# TASK DETAILS
Transcribe the material in full. Nothing should differ except that the pictures are left out.

# ENTRIES SUPPLIED

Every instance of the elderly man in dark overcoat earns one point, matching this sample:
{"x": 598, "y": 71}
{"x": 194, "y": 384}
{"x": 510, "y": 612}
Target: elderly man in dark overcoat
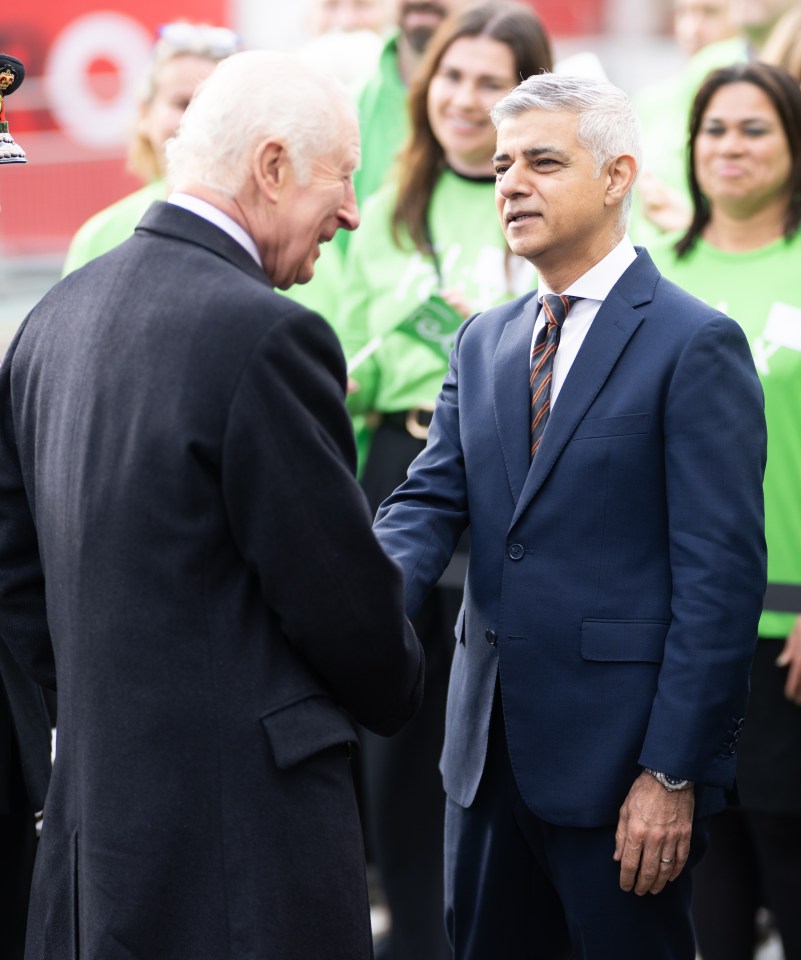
{"x": 185, "y": 554}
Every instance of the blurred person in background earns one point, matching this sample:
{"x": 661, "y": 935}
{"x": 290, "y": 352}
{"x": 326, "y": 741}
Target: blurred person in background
{"x": 184, "y": 55}
{"x": 25, "y": 721}
{"x": 429, "y": 250}
{"x": 697, "y": 23}
{"x": 327, "y": 16}
{"x": 741, "y": 254}
{"x": 347, "y": 38}
{"x": 783, "y": 45}
{"x": 659, "y": 194}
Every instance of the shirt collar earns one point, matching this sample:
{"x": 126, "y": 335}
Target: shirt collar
{"x": 216, "y": 216}
{"x": 598, "y": 281}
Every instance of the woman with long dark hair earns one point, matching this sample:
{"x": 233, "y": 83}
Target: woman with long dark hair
{"x": 742, "y": 252}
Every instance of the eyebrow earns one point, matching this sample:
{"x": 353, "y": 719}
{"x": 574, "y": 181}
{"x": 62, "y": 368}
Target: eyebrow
{"x": 531, "y": 153}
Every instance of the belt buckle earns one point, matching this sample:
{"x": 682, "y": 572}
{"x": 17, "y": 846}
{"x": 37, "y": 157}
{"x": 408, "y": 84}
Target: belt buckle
{"x": 414, "y": 427}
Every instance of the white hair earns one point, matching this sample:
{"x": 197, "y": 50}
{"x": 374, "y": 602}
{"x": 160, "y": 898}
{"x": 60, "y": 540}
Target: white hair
{"x": 607, "y": 127}
{"x": 251, "y": 96}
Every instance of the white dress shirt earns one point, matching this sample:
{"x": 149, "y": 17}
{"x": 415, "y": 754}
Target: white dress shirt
{"x": 214, "y": 215}
{"x": 593, "y": 287}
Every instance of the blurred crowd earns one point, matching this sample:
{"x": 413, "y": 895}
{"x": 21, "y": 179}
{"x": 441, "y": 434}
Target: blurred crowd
{"x": 717, "y": 204}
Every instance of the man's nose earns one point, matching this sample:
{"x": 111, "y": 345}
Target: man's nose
{"x": 511, "y": 183}
{"x": 348, "y": 213}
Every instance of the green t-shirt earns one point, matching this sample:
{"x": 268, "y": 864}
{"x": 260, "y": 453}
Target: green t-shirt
{"x": 761, "y": 289}
{"x": 384, "y": 284}
{"x": 110, "y": 227}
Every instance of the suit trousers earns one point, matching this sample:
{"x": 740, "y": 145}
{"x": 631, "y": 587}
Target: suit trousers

# THE SOLUTION
Every instance of the elderly man in dark overcoat earns one point, matching this sample:
{"x": 598, "y": 71}
{"x": 194, "y": 384}
{"x": 510, "y": 612}
Target: elderly man in dark overcoat
{"x": 185, "y": 554}
Every instance of the blurred person in background earns one point, matching this sample:
{"x": 661, "y": 935}
{"x": 290, "y": 352}
{"x": 326, "y": 741}
Target: blurred person in background
{"x": 184, "y": 55}
{"x": 25, "y": 721}
{"x": 429, "y": 250}
{"x": 697, "y": 23}
{"x": 327, "y": 16}
{"x": 741, "y": 254}
{"x": 347, "y": 38}
{"x": 783, "y": 45}
{"x": 659, "y": 194}
Every instance of the shirt collar earns one point, matching this sample:
{"x": 126, "y": 335}
Target: shirt collar
{"x": 216, "y": 216}
{"x": 598, "y": 281}
Every instance of the woman with long dark hair earns one point, matching this sample:
{"x": 233, "y": 83}
Target: woman with long dark hair
{"x": 742, "y": 252}
Every instance of the eyebrow earns one point, matching this sample:
{"x": 353, "y": 719}
{"x": 574, "y": 181}
{"x": 62, "y": 368}
Target: eyebrow
{"x": 531, "y": 153}
Every instance of the belt buckle earns one point, matching this sample:
{"x": 682, "y": 572}
{"x": 17, "y": 846}
{"x": 37, "y": 157}
{"x": 408, "y": 84}
Target: belt buckle
{"x": 414, "y": 427}
Every instance of the white hair earns one point, matching this sample:
{"x": 197, "y": 50}
{"x": 374, "y": 602}
{"x": 160, "y": 898}
{"x": 60, "y": 540}
Target: white hair
{"x": 607, "y": 127}
{"x": 251, "y": 96}
Every instance of the white dress shirt earns one point, matching this sample:
{"x": 149, "y": 17}
{"x": 415, "y": 754}
Target: white dress shirt
{"x": 214, "y": 215}
{"x": 593, "y": 287}
Every instance of the blurred crowd earns one point, matching this sample:
{"x": 413, "y": 895}
{"x": 21, "y": 179}
{"x": 441, "y": 434}
Target: blurred crowd
{"x": 717, "y": 204}
Every instance of the man's nose earns one point, matching this sample:
{"x": 111, "y": 345}
Target: man's nose
{"x": 511, "y": 183}
{"x": 348, "y": 213}
Every instance of the green t-shirt earns one point, matching this sample:
{"x": 268, "y": 864}
{"x": 260, "y": 453}
Target: green t-shirt
{"x": 761, "y": 289}
{"x": 384, "y": 284}
{"x": 110, "y": 227}
Every instance of the suit trousers earns one point, matching this sample:
{"x": 740, "y": 145}
{"x": 631, "y": 587}
Target: suit trousers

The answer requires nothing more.